*** Opening of RECORDS FOR THE TASK ***
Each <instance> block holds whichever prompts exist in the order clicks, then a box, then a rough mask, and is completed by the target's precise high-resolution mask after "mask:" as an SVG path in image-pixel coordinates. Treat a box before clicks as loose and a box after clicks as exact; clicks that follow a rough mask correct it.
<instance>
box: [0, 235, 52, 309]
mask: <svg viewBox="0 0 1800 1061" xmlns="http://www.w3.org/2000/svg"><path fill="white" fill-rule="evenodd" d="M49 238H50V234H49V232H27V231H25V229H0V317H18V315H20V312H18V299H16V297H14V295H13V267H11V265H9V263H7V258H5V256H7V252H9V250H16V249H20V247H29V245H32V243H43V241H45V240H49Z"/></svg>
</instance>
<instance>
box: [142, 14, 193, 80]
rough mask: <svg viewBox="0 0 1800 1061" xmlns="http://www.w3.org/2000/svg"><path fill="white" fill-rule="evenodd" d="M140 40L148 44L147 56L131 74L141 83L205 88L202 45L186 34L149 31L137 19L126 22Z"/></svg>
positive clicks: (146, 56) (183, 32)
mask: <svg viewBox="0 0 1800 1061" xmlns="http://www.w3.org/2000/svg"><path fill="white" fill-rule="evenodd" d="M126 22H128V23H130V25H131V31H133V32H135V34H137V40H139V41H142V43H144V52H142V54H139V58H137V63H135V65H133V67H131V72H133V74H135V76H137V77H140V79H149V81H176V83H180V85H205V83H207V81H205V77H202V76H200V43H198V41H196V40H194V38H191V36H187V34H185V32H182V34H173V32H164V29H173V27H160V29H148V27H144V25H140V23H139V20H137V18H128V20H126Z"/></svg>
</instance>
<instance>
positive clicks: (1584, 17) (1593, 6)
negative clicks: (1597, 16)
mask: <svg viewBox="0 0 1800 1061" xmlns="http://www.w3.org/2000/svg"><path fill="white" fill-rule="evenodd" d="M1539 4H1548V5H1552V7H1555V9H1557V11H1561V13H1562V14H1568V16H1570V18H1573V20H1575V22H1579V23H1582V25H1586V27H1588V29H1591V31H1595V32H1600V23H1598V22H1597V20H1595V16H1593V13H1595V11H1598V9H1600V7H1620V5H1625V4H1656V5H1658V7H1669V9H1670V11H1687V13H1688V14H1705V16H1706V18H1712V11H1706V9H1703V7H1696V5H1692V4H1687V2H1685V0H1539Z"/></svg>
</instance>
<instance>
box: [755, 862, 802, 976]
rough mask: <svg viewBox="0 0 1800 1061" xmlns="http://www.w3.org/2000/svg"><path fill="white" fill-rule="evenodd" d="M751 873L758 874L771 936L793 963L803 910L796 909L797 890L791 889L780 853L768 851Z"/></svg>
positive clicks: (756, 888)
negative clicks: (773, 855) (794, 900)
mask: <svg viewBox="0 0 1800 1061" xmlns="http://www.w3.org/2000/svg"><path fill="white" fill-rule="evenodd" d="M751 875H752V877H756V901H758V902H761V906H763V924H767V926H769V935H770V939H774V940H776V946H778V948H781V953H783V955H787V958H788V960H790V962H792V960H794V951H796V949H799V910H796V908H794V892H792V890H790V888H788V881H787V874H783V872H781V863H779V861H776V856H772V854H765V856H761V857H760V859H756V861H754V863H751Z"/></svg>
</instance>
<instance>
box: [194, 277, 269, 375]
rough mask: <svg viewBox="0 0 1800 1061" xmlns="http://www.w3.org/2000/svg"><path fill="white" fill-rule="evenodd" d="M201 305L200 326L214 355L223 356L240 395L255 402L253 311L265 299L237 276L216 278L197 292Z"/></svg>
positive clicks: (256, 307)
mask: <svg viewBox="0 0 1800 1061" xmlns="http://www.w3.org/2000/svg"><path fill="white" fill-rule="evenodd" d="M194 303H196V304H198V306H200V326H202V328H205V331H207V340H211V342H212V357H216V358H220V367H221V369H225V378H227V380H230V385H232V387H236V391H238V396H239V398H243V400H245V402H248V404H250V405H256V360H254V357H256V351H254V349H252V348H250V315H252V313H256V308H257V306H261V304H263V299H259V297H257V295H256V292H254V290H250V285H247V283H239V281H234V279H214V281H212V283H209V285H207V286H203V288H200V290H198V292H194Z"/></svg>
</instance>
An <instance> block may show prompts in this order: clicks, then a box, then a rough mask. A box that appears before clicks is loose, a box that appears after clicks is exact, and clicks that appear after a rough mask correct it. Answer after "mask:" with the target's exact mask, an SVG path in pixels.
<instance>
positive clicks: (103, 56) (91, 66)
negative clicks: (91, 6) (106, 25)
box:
*** Close of RECORDS FOR THE TASK ***
Write each entry out again. Do not change a word.

◆ **ANSWER BELOW**:
Each <instance> block holds whichever prompts exist in the order clicks, then a box, then a rough mask, and is completed by the target's precise high-resolution mask after "mask:" as an SVG path in image-pixel coordinates. Treat a box before clicks as loose and a box after clicks as exact; clicks that follow a rough mask correct it.
<instance>
box: [0, 235, 52, 309]
mask: <svg viewBox="0 0 1800 1061" xmlns="http://www.w3.org/2000/svg"><path fill="white" fill-rule="evenodd" d="M49 238H50V234H49V232H27V231H25V229H0V317H18V315H20V312H18V299H16V297H14V295H13V267H11V265H9V263H7V258H5V256H7V252H9V250H16V249H20V247H29V245H32V243H43V241H45V240H49Z"/></svg>
</instance>
<instance>
box: [142, 14, 193, 80]
rough mask: <svg viewBox="0 0 1800 1061" xmlns="http://www.w3.org/2000/svg"><path fill="white" fill-rule="evenodd" d="M140 40L148 44L147 56L131 74L141 83L205 88L202 45L186 34L149 31L137 19L126 22Z"/></svg>
positive clicks: (146, 56) (183, 32)
mask: <svg viewBox="0 0 1800 1061" xmlns="http://www.w3.org/2000/svg"><path fill="white" fill-rule="evenodd" d="M126 22H128V23H130V25H131V31H133V32H135V34H137V40H139V41H142V43H144V52H142V54H139V58H137V63H135V65H133V67H131V72H133V74H135V76H137V77H140V79H149V81H176V83H180V85H205V83H207V81H205V77H202V76H200V43H198V41H196V40H194V38H191V36H187V34H185V32H182V34H173V32H164V29H173V27H160V29H148V27H144V25H140V23H139V20H137V18H128V20H126Z"/></svg>
</instance>
<instance>
positive clicks: (1584, 17) (1593, 6)
negative clicks: (1597, 16)
mask: <svg viewBox="0 0 1800 1061" xmlns="http://www.w3.org/2000/svg"><path fill="white" fill-rule="evenodd" d="M1539 4H1548V5H1552V7H1555V9H1557V11H1561V13H1562V14H1568V16H1570V18H1573V20H1575V22H1579V23H1582V25H1586V27H1588V29H1591V31H1595V32H1600V23H1598V22H1597V20H1595V16H1593V13H1595V11H1598V9H1600V7H1620V5H1625V4H1656V5H1658V7H1669V9H1670V11H1687V13H1688V14H1705V16H1706V18H1712V11H1706V9H1703V7H1696V5H1692V4H1687V2H1685V0H1539Z"/></svg>
</instance>
<instance>
box: [755, 862, 802, 976]
rough mask: <svg viewBox="0 0 1800 1061" xmlns="http://www.w3.org/2000/svg"><path fill="white" fill-rule="evenodd" d="M751 873L758 874L771 936L793 963L803 910L796 909L797 890L791 889L780 853L768 851Z"/></svg>
positive clicks: (756, 888)
negative clicks: (773, 855) (794, 900)
mask: <svg viewBox="0 0 1800 1061" xmlns="http://www.w3.org/2000/svg"><path fill="white" fill-rule="evenodd" d="M751 875H752V877H756V901H758V902H761V906H763V924H767V926H769V935H770V939H774V940H776V946H778V948H781V953H783V955H787V958H788V960H790V962H792V960H794V951H796V949H799V910H796V908H794V892H792V890H790V888H788V881H787V874H783V872H781V863H779V861H776V856H772V854H765V856H761V857H760V859H756V861H754V863H751Z"/></svg>
</instance>
<instance>
box: [194, 277, 269, 375]
rough mask: <svg viewBox="0 0 1800 1061" xmlns="http://www.w3.org/2000/svg"><path fill="white" fill-rule="evenodd" d="M201 305L200 326L214 355L223 356L240 395L255 402L253 311L265 299L237 276L216 278L197 292Z"/></svg>
positive clicks: (256, 307)
mask: <svg viewBox="0 0 1800 1061" xmlns="http://www.w3.org/2000/svg"><path fill="white" fill-rule="evenodd" d="M194 303H196V304H198V306H200V326H202V328H205V331H207V340H211V342H212V357H216V358H220V367H221V369H225V378H227V380H230V385H232V387H236V391H238V396H239V398H243V400H245V402H248V404H250V405H256V360H254V357H256V351H254V349H252V348H250V315H252V313H256V308H257V306H261V304H263V299H259V297H257V295H256V292H254V290H250V285H247V283H239V281H234V279H214V281H212V283H209V285H207V286H203V288H200V290H198V292H194Z"/></svg>
</instance>
An <instance> block may show prompts in this order: clicks, then a box, then a rough mask. A box that appears before clicks is loose, a box that appears after clicks is exact, and clicks that appear after a rough mask correct it. Answer after "mask:" with the target's exact mask, an SVG path in pixels.
<instance>
positive clicks: (103, 56) (91, 66)
negative clicks: (91, 6) (106, 25)
box:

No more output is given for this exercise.